## START RECORDS TO USE
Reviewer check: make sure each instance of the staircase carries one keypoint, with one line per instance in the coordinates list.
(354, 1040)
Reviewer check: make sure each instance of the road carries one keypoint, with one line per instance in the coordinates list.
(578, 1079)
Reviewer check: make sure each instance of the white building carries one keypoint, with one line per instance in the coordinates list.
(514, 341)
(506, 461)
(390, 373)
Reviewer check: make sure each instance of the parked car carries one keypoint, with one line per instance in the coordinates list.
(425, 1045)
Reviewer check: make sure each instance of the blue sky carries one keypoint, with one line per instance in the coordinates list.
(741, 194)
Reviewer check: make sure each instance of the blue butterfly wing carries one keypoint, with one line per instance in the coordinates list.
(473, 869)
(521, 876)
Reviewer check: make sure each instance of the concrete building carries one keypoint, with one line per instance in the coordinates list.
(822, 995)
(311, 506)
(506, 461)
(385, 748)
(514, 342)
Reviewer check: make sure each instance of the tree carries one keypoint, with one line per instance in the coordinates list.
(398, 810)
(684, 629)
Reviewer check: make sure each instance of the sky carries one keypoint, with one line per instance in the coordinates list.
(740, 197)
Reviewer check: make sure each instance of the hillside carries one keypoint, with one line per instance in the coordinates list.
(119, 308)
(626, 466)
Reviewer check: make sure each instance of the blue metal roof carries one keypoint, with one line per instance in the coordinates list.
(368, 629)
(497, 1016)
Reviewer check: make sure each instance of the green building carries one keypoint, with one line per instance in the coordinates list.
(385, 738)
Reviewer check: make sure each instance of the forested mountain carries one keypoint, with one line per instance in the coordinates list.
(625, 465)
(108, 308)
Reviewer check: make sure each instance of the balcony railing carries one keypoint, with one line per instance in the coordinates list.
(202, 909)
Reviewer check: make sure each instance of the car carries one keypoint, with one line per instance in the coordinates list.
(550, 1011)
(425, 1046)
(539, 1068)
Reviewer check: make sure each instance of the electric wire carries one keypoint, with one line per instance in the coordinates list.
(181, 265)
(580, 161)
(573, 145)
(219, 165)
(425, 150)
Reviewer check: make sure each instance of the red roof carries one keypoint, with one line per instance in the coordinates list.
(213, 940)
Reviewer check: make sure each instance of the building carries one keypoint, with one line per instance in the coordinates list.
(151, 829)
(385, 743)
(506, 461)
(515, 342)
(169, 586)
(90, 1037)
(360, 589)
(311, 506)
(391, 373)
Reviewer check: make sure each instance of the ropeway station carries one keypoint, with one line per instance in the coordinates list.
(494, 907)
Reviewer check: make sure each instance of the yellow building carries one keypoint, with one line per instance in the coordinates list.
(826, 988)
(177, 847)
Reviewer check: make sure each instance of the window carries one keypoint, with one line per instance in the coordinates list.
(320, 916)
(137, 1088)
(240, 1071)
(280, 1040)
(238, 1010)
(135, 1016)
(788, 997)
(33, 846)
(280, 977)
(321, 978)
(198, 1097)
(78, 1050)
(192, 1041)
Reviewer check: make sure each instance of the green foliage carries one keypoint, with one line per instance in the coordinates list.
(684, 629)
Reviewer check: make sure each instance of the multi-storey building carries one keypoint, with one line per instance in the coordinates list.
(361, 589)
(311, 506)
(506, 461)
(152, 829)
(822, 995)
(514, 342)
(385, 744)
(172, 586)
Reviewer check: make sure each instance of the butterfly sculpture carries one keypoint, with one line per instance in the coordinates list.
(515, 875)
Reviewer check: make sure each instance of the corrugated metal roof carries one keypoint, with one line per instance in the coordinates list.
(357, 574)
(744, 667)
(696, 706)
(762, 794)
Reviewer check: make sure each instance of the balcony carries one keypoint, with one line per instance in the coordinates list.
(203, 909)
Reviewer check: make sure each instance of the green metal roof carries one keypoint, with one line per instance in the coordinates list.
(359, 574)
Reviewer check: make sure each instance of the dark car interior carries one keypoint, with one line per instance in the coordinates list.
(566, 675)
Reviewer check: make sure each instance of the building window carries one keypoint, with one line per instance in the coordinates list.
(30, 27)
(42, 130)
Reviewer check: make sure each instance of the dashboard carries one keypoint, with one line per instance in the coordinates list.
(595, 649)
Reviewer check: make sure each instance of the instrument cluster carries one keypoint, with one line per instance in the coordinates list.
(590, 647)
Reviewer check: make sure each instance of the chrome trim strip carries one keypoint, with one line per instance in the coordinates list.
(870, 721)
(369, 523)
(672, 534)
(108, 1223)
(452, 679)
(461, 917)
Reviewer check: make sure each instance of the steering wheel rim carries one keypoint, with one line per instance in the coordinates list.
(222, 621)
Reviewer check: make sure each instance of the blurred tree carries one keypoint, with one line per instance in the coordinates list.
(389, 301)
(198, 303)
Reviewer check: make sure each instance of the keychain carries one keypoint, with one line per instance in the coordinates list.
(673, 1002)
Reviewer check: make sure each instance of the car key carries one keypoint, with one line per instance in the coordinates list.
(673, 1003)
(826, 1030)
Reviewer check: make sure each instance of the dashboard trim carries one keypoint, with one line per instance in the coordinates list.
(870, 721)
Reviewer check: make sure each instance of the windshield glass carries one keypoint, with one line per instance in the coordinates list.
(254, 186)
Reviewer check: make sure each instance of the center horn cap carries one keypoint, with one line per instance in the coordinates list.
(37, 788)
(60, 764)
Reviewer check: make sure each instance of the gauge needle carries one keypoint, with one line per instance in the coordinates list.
## END RECORDS TO USE
Reproduce all of the lines in the records above without any changes.

Reviewer check: make sure each instance of the staircase carries one keypoint, with one line per instance in the coordinates list.
(354, 1040)
Reviewer check: make sure each instance of the road carries one keypoint, with one line per instance in the coordinates list.
(578, 1079)
Reviewer check: make sure each instance of the white building carries one keypoint, with one line per instance in the coordinates list.
(514, 341)
(506, 461)
(390, 373)
Reviewer check: make sure each instance of the parked car carries one keypoint, with one line per instance in the coordinates list.
(425, 1045)
Reviewer check: make sure each instance of the blue sky carries one keypoint, with one line per instance in the coordinates list.
(741, 194)
Reviewer check: make sure each instance of the blue butterfly wing carries one keypoint, with one line per instance in the coordinates list.
(473, 869)
(521, 876)
Reviewer check: make sure each instance of the concrete building carries one keypoint, with one line per instance in the coordinates list.
(822, 995)
(311, 506)
(506, 461)
(385, 748)
(514, 342)
Reviewer check: make sure each instance of the tree carries one keypoint, with one line per instance in the coordinates list.
(398, 810)
(684, 629)
Reviewer check: make sure each instance of the sky carries one keypoint, with one line per instance in the coordinates list.
(740, 197)
Reviewer check: make sure each instance of the hillside carries one keypoint, with one line per instance in the coordinates list.
(119, 308)
(626, 466)
Reviewer check: make sure each instance of the blue metal roof carries one keypoint, with one line per instance in the coordinates list.
(368, 629)
(497, 1016)
Reviewer check: make sure each instance of the green building carries one keypoint, with one line per instance in the coordinates list.
(385, 738)
Reviewer check: make sure each instance of the forested mountain carries one keypoint, with one line per instance in the coordinates list.
(625, 465)
(108, 308)
Reviewer check: make sure each instance of the balcony railing carries one keypoint, with one line per instance in the coordinates list.
(202, 909)
Reviewer check: make sure each instance of the car carries one keypoint, with one line per instance in the coordinates list.
(550, 1011)
(425, 1046)
(539, 1068)
Reviewer check: make sure each instance of the electric wire carries one keypoint, with one line per instance in the coordinates list.
(181, 265)
(580, 161)
(573, 145)
(219, 165)
(425, 150)
Reviewer check: make sure each instance of the red roof carries one keypoint, with one line per instance in the coordinates list.
(213, 940)
Reviewer check: make sure each instance of the building carries one keypoint, with one line per instance in the coordinates list.
(151, 829)
(385, 743)
(506, 461)
(515, 342)
(169, 586)
(90, 1037)
(360, 589)
(311, 506)
(391, 373)
Reviewer check: make sure each instance of the ropeway station carries one keypoint, with one line per instance in the coordinates list.
(494, 907)
Reviewer check: make sure each instance of the yellow building carries one keypoint, with one line per instance in the coordinates list.
(826, 988)
(177, 847)
Reviewer check: make sure each instance of the window carries one keypoint, with one line per instance in the coordinates list.
(320, 916)
(137, 1088)
(240, 1071)
(280, 1040)
(238, 1010)
(135, 1016)
(788, 997)
(33, 846)
(280, 977)
(321, 978)
(198, 1097)
(78, 1050)
(192, 1041)
Reviewer check: make sure each instance of the green foliage carries one keypoint, with one line per instance in the coordinates list.
(684, 629)
Reviewer check: make sure each instance of the multi-storey building carries one keypoint, with one line per instance in the coordinates list.
(361, 589)
(311, 506)
(506, 461)
(152, 829)
(822, 995)
(514, 342)
(385, 744)
(172, 586)
Reviewer check: make sure each instance of the butterfly sculpture carries one keypoint, with one line per instance in the coordinates list.
(515, 875)
Reviewer check: make sure each instance of the corrugated metal roof carries one keypoint, with one line per instance in the coordinates list.
(357, 574)
(744, 667)
(696, 706)
(762, 794)
Reviewer check: make sure each instance of the balcony carries one keypoint, with one line per instance in the coordinates list.
(203, 909)
Reviewer check: make sure each instance of the green metal roof carries one keypoint, with one line per instance in the coordinates list.
(359, 574)
Reviewer check: make sure each instance of the dark car interior carries one keypoint, with one line per instance in the coordinates list.
(566, 675)
Reviewer check: make sure each instance of the building window carries one keypoint, with one line per instance in the coordinates list.
(30, 27)
(42, 130)
Reviewer check: make sure each instance of the dashboard carries one keypoint, with one line per instance in the coordinates list.
(595, 649)
Reviewer check: make sure each instance of the instrument cluster carries one keypoint, with one line per instance in the coordinates list.
(590, 647)
Reviewer check: make sure each instance of the chrome trim strip carries one keypoint, with one line per instance in the coordinates list.
(870, 721)
(369, 523)
(672, 534)
(108, 1223)
(452, 679)
(461, 917)
Reviewer check: make sure each instance of the steering wheel rim carries one keypoint, with one line per instance in the coordinates list.
(222, 621)
Reviewer check: make sure each instance of the blurred tree carries one keypoint, with one line per instance in the coordinates list.
(389, 301)
(198, 303)
Reviewer check: make sure each instance of the keychain carries one keypoint, with one line per instance in the coordinates list.
(673, 1002)
Reviewer check: make sure each instance of the car key carries one keypoint, with one line per instance in the coordinates list.
(673, 1003)
(826, 1030)
Reviewer check: make sure each instance of the dashboard trim carries one keypoint, with one line per instance in the coordinates list.
(870, 721)
Reviewer check: make sure each instance of the windshield glass carries one keypoint, with one line per instance in the coordinates list.
(254, 186)
Reviewer check: make sure each instance of the center horn cap carries one keypoint, with one line per instance in the coordinates list.
(37, 788)
(60, 764)
Reviewer check: make sure each instance of the gauge needle carries one keypoint, with one line per instance in the coordinates list.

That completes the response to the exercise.